Unfortunately, it’s not abnormal to experience chronic pain after an amputation. The good news? There are promising new treatments to help those experiencing phantom limb pain.
The moment someone undergoes an amputation, their first thoughts are: “what function will I lose,” “how can I get it back” and “will I feel pain?”
Painful amputations happen for several reasons. Often, the soft tissue is badly injured, or the residual amputation stump has a prominent bone and doesn’t fit well into a prosthetic. And at least 25% of amputation patients experience painful neuromas, which occur due to nerve damage.
“Pain can happen when nerves are cut in the process of performing an amputation,” said Dr. Jed Ian Maslow, an orthopaedic surgeon in the Division of Hand and Upper Extremity Surgery, Vanderbilt Orthopaedic Institute, and a physician at the new Orthopaedic Limb Loss Clinic in Belle Meade. “The natural response is for the nerves to scar at the end, which can lead to inflammation, persistent pain and an inability to wear prostheses.”
Treatment and care
“If we give the nerve something to do and somewhere to go, it is less likely to form a neuroma and be persistently painful.”
Recent advances in nerve surgery, however, have “taught us that if we give the nerve something to do and somewhere to go, it is less likely to form a neuroma and be persistently painful,” said Maslow, adding that some studies have shown that up to two-thirds of patients with symptomatic neuromas will ultimately require a procedure to address them. The good news is viable strategies are available: targeted muscle reinnervation (TMR) and regenerative peripheral nerve interface (RPNI), which Maslow said are two of the “newest and most exciting methods” for treating phantom limb pain.
“TMR involves re-wiring nerves that have been injured or cut during an amputation to healthy muscle,” he said. “This gives a nerve somewhere to go and something to do, and has been shown to reduce incidence of neuroma and also allow for an increased number of signals that myoelectric prosthetic limbs can interpret.”

• **WHAT YOU HAVE TO DO**
According to the article on phantom limb pain, what share of amputation patients experience painful neuromas?

• **DATA TO EXAMINE**
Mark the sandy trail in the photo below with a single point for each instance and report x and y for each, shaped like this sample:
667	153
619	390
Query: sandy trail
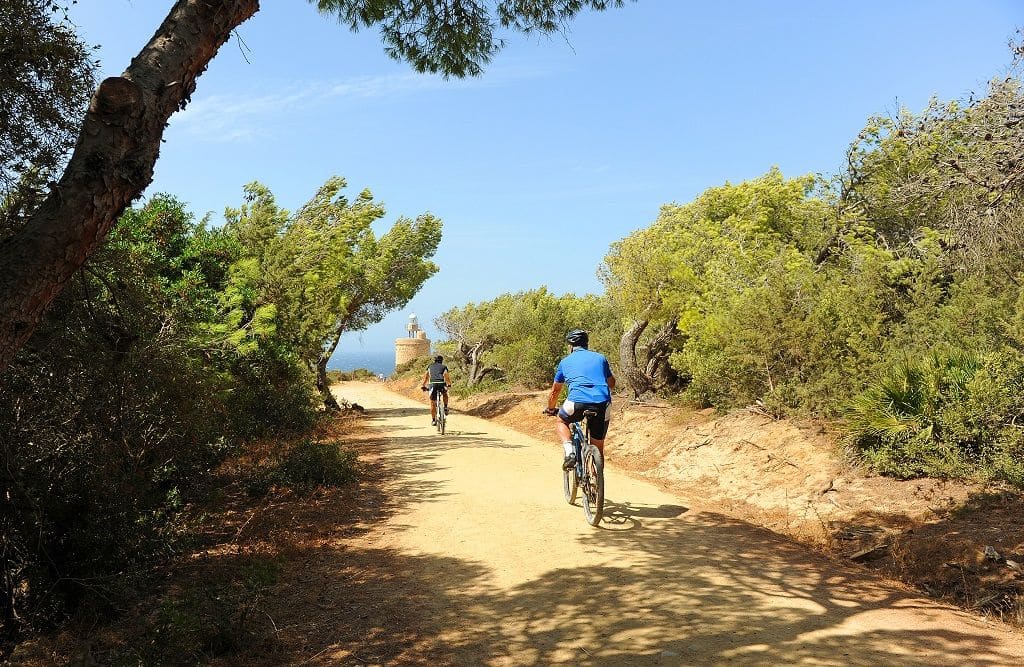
479	560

• **WRITTEN SOLUTION**
At least 25%.